> [SET TASK]: Copy every line of the listing exactly.

(Stored dataset items)
* begin *

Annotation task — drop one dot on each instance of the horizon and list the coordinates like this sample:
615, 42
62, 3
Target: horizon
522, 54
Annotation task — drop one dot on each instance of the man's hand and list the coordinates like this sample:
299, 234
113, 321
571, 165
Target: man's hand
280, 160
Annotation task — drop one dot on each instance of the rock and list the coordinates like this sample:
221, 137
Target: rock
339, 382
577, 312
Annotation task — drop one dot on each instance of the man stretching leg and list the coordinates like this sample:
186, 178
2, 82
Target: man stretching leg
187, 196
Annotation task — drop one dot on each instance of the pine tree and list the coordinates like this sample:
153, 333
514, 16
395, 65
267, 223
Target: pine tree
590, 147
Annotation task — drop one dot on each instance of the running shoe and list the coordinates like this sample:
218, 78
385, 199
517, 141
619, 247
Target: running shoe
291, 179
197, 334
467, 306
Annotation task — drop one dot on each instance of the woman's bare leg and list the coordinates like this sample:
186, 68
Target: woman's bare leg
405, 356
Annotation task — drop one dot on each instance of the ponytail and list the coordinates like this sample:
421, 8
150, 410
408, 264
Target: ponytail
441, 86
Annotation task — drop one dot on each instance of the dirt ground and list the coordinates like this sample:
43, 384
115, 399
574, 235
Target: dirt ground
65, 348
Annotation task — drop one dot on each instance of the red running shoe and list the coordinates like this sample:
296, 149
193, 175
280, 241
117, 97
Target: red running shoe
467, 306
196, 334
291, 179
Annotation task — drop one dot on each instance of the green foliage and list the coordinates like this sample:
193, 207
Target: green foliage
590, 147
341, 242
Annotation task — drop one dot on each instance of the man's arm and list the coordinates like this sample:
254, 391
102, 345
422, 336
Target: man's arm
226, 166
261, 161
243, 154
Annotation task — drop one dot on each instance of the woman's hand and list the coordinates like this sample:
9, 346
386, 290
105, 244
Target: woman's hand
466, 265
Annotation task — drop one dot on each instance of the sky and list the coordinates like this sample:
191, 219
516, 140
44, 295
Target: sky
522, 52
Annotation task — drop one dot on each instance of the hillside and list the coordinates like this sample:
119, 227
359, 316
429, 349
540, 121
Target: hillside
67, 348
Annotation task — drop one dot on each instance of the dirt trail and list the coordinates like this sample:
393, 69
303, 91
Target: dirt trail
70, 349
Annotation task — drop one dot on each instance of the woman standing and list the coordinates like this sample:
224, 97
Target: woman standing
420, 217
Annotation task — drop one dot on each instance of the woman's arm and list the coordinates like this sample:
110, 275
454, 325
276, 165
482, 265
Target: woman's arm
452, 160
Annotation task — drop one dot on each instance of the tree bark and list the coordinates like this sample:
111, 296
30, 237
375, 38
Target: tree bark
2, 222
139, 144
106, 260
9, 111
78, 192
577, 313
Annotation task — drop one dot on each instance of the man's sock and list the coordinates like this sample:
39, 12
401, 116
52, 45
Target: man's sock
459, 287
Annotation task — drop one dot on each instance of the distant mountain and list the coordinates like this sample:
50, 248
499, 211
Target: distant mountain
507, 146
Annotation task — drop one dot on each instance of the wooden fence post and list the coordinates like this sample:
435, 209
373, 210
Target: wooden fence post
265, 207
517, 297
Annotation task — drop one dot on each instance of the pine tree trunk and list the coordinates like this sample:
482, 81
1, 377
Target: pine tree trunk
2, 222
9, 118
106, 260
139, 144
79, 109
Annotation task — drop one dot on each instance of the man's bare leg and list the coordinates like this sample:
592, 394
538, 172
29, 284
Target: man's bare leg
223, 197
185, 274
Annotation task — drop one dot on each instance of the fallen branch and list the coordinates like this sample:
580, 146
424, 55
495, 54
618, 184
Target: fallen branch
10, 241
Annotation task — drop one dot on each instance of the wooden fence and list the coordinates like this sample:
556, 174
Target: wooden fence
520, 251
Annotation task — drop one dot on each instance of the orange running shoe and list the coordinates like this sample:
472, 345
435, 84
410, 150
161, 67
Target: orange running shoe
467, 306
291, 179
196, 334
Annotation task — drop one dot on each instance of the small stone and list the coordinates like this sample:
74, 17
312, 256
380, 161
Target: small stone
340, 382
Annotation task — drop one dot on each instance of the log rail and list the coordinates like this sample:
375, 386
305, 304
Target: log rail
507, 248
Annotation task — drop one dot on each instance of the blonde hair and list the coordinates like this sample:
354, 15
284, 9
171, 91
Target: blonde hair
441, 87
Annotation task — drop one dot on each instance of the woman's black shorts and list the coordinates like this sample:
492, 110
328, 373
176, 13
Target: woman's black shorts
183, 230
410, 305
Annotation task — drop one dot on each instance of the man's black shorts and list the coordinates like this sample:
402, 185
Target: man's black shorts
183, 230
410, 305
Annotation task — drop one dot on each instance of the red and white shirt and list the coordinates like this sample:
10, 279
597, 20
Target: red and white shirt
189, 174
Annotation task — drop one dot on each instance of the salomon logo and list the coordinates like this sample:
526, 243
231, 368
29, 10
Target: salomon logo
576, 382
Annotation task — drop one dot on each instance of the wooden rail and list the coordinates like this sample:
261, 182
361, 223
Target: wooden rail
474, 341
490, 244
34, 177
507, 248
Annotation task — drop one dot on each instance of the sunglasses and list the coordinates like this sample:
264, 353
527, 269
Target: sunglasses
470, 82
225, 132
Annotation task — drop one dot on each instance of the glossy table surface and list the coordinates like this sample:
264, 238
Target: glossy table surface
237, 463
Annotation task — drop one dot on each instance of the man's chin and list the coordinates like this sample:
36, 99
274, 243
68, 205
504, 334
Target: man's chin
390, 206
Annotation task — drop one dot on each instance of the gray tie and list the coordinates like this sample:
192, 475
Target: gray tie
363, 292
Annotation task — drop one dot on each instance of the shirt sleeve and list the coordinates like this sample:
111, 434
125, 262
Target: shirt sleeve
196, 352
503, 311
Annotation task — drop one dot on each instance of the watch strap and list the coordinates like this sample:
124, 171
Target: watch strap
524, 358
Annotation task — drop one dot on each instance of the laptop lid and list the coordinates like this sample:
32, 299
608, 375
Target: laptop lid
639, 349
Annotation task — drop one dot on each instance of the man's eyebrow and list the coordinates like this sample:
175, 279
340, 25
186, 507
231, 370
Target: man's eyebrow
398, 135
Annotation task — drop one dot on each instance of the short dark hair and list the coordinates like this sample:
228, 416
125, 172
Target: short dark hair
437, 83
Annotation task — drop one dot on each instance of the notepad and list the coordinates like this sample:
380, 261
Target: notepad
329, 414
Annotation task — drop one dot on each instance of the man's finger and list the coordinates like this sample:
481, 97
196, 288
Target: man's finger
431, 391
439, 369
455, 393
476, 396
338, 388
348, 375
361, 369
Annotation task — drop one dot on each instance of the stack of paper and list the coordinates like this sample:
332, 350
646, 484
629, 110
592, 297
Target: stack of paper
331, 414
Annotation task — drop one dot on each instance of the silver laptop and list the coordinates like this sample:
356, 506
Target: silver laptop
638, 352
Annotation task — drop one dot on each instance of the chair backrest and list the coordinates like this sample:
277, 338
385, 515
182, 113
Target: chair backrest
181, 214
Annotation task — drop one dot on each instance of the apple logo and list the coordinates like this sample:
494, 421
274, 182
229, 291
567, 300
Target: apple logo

* end *

> [FINAL RESULT]:
Annotation task — drop one dot on each instance of the horizon and list the coordinates like this sample:
615, 42
62, 3
Target: horizon
522, 54
Annotation task — drop one dot on each instance of the man's hand and list the coordinates like this sample:
299, 234
113, 321
571, 165
Target: man's hand
280, 160
Annotation task — drop one dot on each instance of the rock and list the coordinates like this sample:
221, 137
Target: rock
339, 382
577, 312
Annotation task — drop one dot on each instance of the man stretching leg and list the coordinates like this sample:
186, 178
2, 82
Target: man stretching leg
187, 196
Annotation task — drop one dot on each instance of the pine tree and list the coordinates like this sample:
153, 333
514, 16
395, 65
267, 223
Target: pine tree
590, 147
Annotation task — drop one dot on each instance of the running shoe and list the coordinates like this sample:
218, 78
385, 199
517, 141
619, 247
Target: running shoe
291, 179
197, 334
467, 306
Annotation task — drop one dot on each instance of the woman's bare leg and list the coordinates like this sample:
186, 68
Target: woman's bare leg
405, 356
Annotation task — drop one dot on each instance of the ponytail and list the coordinates like this sample:
421, 8
150, 410
408, 264
Target: ponytail
441, 86
Annotation task — drop one dot on each instance of the dirt ground and list the coordinates like this sample:
43, 384
115, 399
574, 235
Target: dirt ground
65, 348
Annotation task — drop one dot on each instance of the red running shoe and list the coordinates like this sample:
296, 149
193, 175
280, 241
117, 97
Target: red running shoe
467, 306
196, 334
291, 179
Annotation task — drop one dot on each instance of the green foliage and list the coordinates like this sample:
193, 207
Target: green foliage
590, 147
341, 242
Annotation task — drop one dot on each instance of the man's arm and list the coordinates like this sample:
254, 391
102, 345
422, 336
Target: man's arm
226, 166
261, 161
243, 154
Annotation task — drop one dot on each instance of the woman's hand and list the coordinates like this sample:
9, 346
386, 290
105, 244
Target: woman's hand
466, 265
Annotation task — drop one dot on each instance of the sky and list the coordinates like this sample:
191, 219
516, 140
44, 295
Target: sky
522, 52
Annotation task — drop one dot on each instance of the hillside and list the coordinates like this sample:
119, 227
359, 316
429, 349
540, 121
Target: hillside
67, 348
Annotation task — drop one dot on each instance of the dirt trail and list the coordinates like this sample:
393, 69
303, 91
Target: dirt trail
70, 349
Annotation task — drop one dot on each instance of the woman standing and list the coordinates like this sample:
224, 97
Target: woman standing
420, 217
Annotation task — drop one dot on each instance of the woman's arm and list the coordinates like this sample:
110, 275
454, 325
276, 165
482, 265
Target: woman's arm
452, 160
Annotation task — drop one dot on each instance of the tree bark and list the coordinates like this sample:
111, 296
30, 237
375, 38
Target: tree bark
2, 222
139, 144
106, 260
9, 111
78, 192
577, 313
Annotation task — drop one dot on each instance of the man's sock and list the coordinates like this sample:
39, 12
401, 116
52, 45
Target: man's sock
459, 287
Annotation task — drop one dot on each instance of the distant mountain and list the coordinates like this sample:
50, 248
499, 211
Target: distant mountain
507, 146
Annotation task — drop one dot on each instance of the wooden fence post and list the coordinates like this sample:
435, 209
373, 210
Target: wooden fence post
265, 207
517, 297
Annotation task — drop one dot on each instance of the pine tree trunk and list the coordinates like this sample:
482, 81
1, 377
Target: pine tree trunk
2, 222
9, 118
106, 260
139, 144
79, 109
Annotation task — drop one dot on each instance of the man's bare leg and list the coordinates like this sample:
592, 394
538, 172
29, 284
Target: man's bare leg
223, 197
185, 274
Annotation task — drop one dot on each instance of the fallen branch and list the coordinates like this sample:
580, 146
424, 55
495, 54
618, 184
Target: fallen branch
10, 241
Annotation task — drop one dot on each instance of the wooden fence and list the coordinates like this sample:
556, 174
Target: wooden fence
520, 251
Annotation task — drop one dot on each instance of the orange running shoe and list the coordinates like this sample:
472, 345
435, 84
410, 150
161, 67
Target: orange running shoe
467, 306
291, 179
196, 334
Annotation task — drop one dot on each instance of the small stone and list the coordinates like this sample:
74, 17
312, 256
380, 161
Target: small stone
340, 382
Annotation task — drop one dot on each instance of the log rail and list the coordinates like this sample:
375, 386
305, 304
Target: log rail
507, 248
Annotation task — drop one dot on each instance of the blonde hair and list the coordinates like this sample:
354, 15
284, 9
171, 91
Target: blonde hair
441, 87
Annotation task — drop one dot on each instance of the woman's black shorts and list the coordinates like this sample:
492, 110
328, 373
176, 13
Target: woman's black shorts
183, 230
410, 305
Annotation task — drop one dot on each instance of the man's black shorts and list the coordinates like this sample:
402, 185
Target: man's black shorts
183, 230
410, 305
Annotation task — drop one dot on each instance of the red and white shirt and list the coordinates like this sample:
10, 279
597, 20
Target: red and white shirt
189, 174
Annotation task — drop one dot on each instance of the salomon logo and list the coordinates like this sample:
526, 243
231, 368
29, 10
Target: salomon logo
576, 382
Annotation task — drop one dot on each instance of the wooden rail and list the coordinates like this sample:
261, 182
361, 223
Target: wooden rail
474, 341
490, 244
34, 177
507, 248
Annotation task — drop one dot on each instance of the sunglasses and list the coordinates like this sample:
264, 353
527, 269
Target: sunglasses
470, 82
225, 132
Annotation task — drop one dot on each instance of the glossy table surface and list the coordinates like this sample:
264, 238
Target: glossy table surface
237, 463
Annotation task — drop one dot on each instance of the man's chin and list the coordinates like this sample:
36, 99
274, 243
68, 205
504, 334
Target: man's chin
390, 206
Annotation task — drop one dot on each instance of the gray tie and list the coordinates like this sample:
192, 475
Target: gray tie
363, 292
Annotation task — drop one dot on each instance of the shirt sleeve and list the coordinates like this sample:
111, 434
125, 262
Target: shirt sleeve
196, 352
503, 311
Annotation task — drop one dot on each instance of the watch strap and list the coordinates like this sample:
124, 171
Target: watch strap
524, 358
Annotation task — drop one dot on each instance of the laptop lid and list the coordinates like this sample:
32, 299
608, 375
Target: laptop lid
639, 349
Annotation task — drop one dot on each instance of the man's eyebrow and list the coordinates like this sample:
175, 279
340, 25
186, 507
231, 370
Target: man's eyebrow
398, 135
Annotation task — drop one dot on each instance of the short dark hair and list the coordinates like this sample:
228, 416
125, 172
Target: short dark hair
437, 83
Annotation task — drop one dot on each instance of the notepad and list the coordinates like this sample:
380, 261
Target: notepad
329, 414
Annotation task — drop one dot on each instance of the man's finger and list the coordinates like this sample:
481, 97
196, 288
Target: man's finger
431, 391
439, 369
455, 393
476, 396
338, 388
348, 375
361, 369
Annotation task — drop one dot on each instance of the stack of paper and list the coordinates like this sample:
332, 350
646, 484
629, 110
592, 297
Target: stack of paper
331, 414
Annotation task — drop one dot on each instance of the silver laptop and list the coordinates like this sample:
356, 506
Target: silver laptop
638, 352
Annotation task — drop one dot on each instance of the chair backrest and list the coordinates like this sample:
277, 338
385, 515
182, 113
Target: chair backrest
181, 214
Annotation task — drop one dot on each instance of the apple logo and list the coordinates like this sample:
494, 421
274, 182
229, 291
567, 300
Target: apple logo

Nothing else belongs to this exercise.